Image object location entries
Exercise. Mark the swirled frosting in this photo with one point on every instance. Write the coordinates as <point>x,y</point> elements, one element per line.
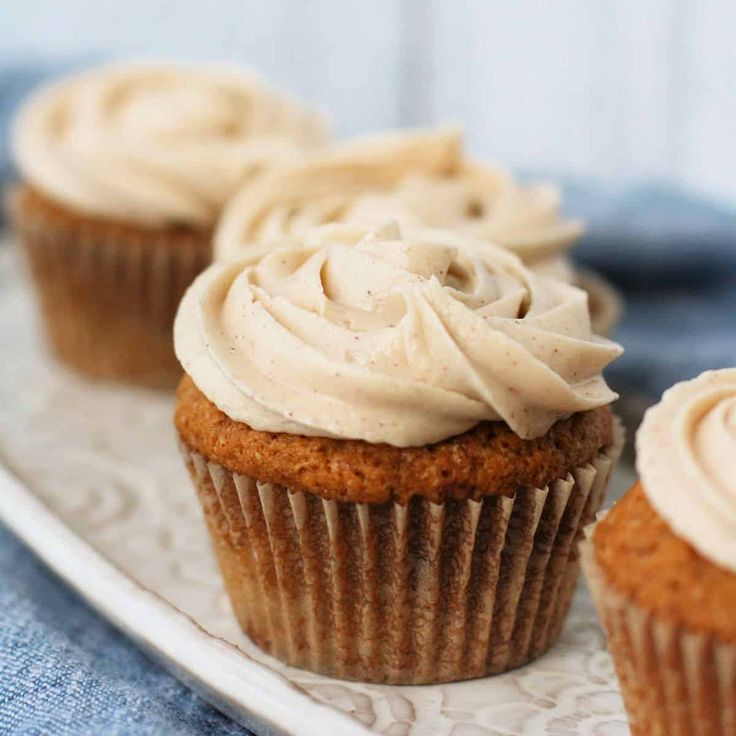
<point>686,449</point>
<point>156,143</point>
<point>360,334</point>
<point>420,179</point>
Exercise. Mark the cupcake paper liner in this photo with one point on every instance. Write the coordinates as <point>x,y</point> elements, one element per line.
<point>674,681</point>
<point>405,594</point>
<point>108,297</point>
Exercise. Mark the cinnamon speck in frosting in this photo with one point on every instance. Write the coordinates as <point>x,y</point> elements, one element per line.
<point>436,354</point>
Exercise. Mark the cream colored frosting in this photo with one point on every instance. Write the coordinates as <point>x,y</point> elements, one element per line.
<point>371,335</point>
<point>420,179</point>
<point>156,143</point>
<point>686,449</point>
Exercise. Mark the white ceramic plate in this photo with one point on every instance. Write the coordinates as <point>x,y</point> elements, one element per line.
<point>93,483</point>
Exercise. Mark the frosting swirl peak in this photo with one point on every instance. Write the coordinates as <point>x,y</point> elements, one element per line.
<point>686,448</point>
<point>421,179</point>
<point>156,143</point>
<point>360,334</point>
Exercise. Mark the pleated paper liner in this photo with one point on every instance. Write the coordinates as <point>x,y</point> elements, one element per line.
<point>109,294</point>
<point>674,682</point>
<point>421,593</point>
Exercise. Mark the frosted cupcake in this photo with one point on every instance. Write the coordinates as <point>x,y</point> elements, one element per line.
<point>124,171</point>
<point>396,443</point>
<point>422,179</point>
<point>662,565</point>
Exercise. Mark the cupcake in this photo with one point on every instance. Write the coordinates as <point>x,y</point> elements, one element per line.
<point>662,566</point>
<point>422,179</point>
<point>124,171</point>
<point>395,443</point>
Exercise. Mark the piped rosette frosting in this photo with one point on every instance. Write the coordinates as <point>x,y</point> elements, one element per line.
<point>157,143</point>
<point>421,179</point>
<point>354,333</point>
<point>686,458</point>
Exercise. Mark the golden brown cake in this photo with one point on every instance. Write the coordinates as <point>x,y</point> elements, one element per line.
<point>124,170</point>
<point>662,569</point>
<point>377,514</point>
<point>109,291</point>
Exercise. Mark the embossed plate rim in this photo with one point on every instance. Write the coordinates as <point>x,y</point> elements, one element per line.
<point>249,692</point>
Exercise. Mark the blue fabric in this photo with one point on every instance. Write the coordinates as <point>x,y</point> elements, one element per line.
<point>673,256</point>
<point>65,671</point>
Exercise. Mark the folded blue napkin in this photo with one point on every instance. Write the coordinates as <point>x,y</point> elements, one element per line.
<point>63,670</point>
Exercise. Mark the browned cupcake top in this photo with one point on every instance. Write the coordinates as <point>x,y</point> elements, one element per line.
<point>644,560</point>
<point>488,459</point>
<point>27,199</point>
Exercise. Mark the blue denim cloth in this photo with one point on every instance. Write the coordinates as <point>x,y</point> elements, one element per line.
<point>65,671</point>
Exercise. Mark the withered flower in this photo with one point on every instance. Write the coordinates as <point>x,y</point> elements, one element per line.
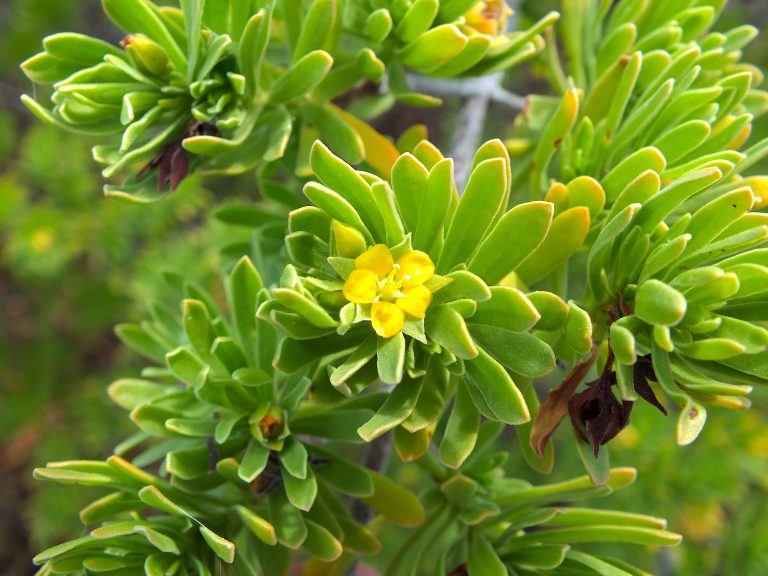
<point>596,414</point>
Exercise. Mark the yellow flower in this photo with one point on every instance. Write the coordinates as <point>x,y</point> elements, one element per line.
<point>394,289</point>
<point>488,17</point>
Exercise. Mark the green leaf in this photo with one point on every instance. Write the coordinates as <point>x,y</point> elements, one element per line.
<point>578,329</point>
<point>462,285</point>
<point>411,446</point>
<point>334,131</point>
<point>290,528</point>
<point>433,48</point>
<point>129,393</point>
<point>565,236</point>
<point>475,214</point>
<point>497,388</point>
<point>336,207</point>
<point>184,364</point>
<point>623,344</point>
<point>556,130</point>
<point>344,475</point>
<point>390,358</point>
<point>627,534</point>
<point>445,326</point>
<point>554,312</point>
<point>198,326</point>
<point>351,186</point>
<point>339,424</point>
<point>293,457</point>
<point>394,502</point>
<point>483,560</point>
<point>262,529</point>
<point>682,139</point>
<point>522,353</point>
<point>306,308</point>
<point>223,548</point>
<point>598,566</point>
<point>254,461</point>
<point>508,308</point>
<point>397,407</point>
<point>253,45</point>
<point>671,196</point>
<point>152,496</point>
<point>79,48</point>
<point>435,203</point>
<point>659,304</point>
<point>472,54</point>
<point>461,431</point>
<point>301,77</point>
<point>417,20</point>
<point>631,168</point>
<point>139,16</point>
<point>713,349</point>
<point>321,543</point>
<point>409,183</point>
<point>598,467</point>
<point>317,27</point>
<point>193,20</point>
<point>301,492</point>
<point>140,340</point>
<point>378,25</point>
<point>497,256</point>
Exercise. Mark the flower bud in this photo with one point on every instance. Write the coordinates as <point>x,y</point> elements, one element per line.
<point>147,55</point>
<point>488,17</point>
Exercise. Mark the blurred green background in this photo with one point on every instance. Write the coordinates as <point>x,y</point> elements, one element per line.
<point>73,264</point>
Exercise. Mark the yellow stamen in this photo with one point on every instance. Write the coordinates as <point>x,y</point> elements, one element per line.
<point>415,301</point>
<point>361,287</point>
<point>376,259</point>
<point>415,268</point>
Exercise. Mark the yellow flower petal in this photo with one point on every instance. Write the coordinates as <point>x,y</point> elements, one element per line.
<point>488,17</point>
<point>361,287</point>
<point>386,318</point>
<point>416,301</point>
<point>376,259</point>
<point>415,268</point>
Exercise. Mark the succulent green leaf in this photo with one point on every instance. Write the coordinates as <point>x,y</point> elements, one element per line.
<point>321,543</point>
<point>316,28</point>
<point>397,407</point>
<point>390,358</point>
<point>496,257</point>
<point>417,19</point>
<point>138,16</point>
<point>394,502</point>
<point>483,560</point>
<point>378,25</point>
<point>435,202</point>
<point>461,431</point>
<point>565,236</point>
<point>520,352</point>
<point>445,326</point>
<point>659,304</point>
<point>476,212</point>
<point>301,492</point>
<point>433,48</point>
<point>260,527</point>
<point>301,77</point>
<point>497,389</point>
<point>290,528</point>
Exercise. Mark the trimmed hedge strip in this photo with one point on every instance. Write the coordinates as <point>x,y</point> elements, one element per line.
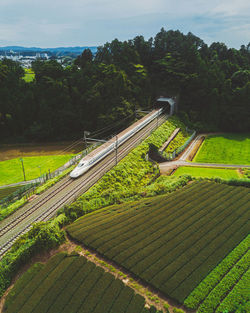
<point>22,282</point>
<point>38,294</point>
<point>225,285</point>
<point>72,284</point>
<point>239,295</point>
<point>50,296</point>
<point>67,292</point>
<point>22,297</point>
<point>174,246</point>
<point>203,289</point>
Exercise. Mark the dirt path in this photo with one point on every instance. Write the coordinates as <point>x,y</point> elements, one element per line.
<point>166,166</point>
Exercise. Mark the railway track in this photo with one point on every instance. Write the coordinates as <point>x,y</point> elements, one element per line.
<point>64,192</point>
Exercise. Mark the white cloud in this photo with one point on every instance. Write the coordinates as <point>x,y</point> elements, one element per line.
<point>90,22</point>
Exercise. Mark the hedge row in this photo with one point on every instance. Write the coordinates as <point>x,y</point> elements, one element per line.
<point>225,285</point>
<point>29,244</point>
<point>203,289</point>
<point>70,283</point>
<point>170,241</point>
<point>125,179</point>
<point>42,237</point>
<point>178,141</point>
<point>238,298</point>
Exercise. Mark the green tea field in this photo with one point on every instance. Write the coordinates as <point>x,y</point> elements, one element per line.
<point>172,241</point>
<point>70,284</point>
<point>225,149</point>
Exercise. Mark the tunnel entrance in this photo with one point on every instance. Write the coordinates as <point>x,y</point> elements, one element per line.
<point>167,103</point>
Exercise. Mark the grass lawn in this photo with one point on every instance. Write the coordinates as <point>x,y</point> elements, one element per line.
<point>11,170</point>
<point>225,149</point>
<point>29,75</point>
<point>4,192</point>
<point>207,172</point>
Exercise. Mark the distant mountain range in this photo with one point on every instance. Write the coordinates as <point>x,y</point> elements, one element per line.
<point>57,51</point>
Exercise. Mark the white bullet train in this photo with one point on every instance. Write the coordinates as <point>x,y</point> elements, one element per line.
<point>101,152</point>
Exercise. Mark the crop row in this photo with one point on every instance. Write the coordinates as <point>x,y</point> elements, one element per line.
<point>185,258</point>
<point>24,293</point>
<point>100,220</point>
<point>155,220</point>
<point>214,298</point>
<point>69,283</point>
<point>152,239</point>
<point>168,204</point>
<point>203,289</point>
<point>166,210</point>
<point>175,246</point>
<point>148,232</point>
<point>237,296</point>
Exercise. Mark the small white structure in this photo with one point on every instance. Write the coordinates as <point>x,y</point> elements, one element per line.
<point>170,101</point>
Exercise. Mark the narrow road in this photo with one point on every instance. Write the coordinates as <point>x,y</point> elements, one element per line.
<point>182,160</point>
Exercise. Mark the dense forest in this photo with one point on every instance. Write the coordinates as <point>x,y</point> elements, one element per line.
<point>212,85</point>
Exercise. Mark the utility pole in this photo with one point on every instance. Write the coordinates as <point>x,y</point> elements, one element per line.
<point>40,170</point>
<point>157,119</point>
<point>85,133</point>
<point>116,149</point>
<point>21,159</point>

_SHORT EXERCISE_
Copy everything in the listing above, from the line containing "Exercise. Mark the blurred" down to the line containing "<point>73,264</point>", including both of those lines. Reproduce the text without any changes.

_FINAL RESULT_
Exercise. Mark the blurred green background in this photo with one point on every instance. Write the coordinates as <point>x,y</point> elements, one element per line.
<point>73,264</point>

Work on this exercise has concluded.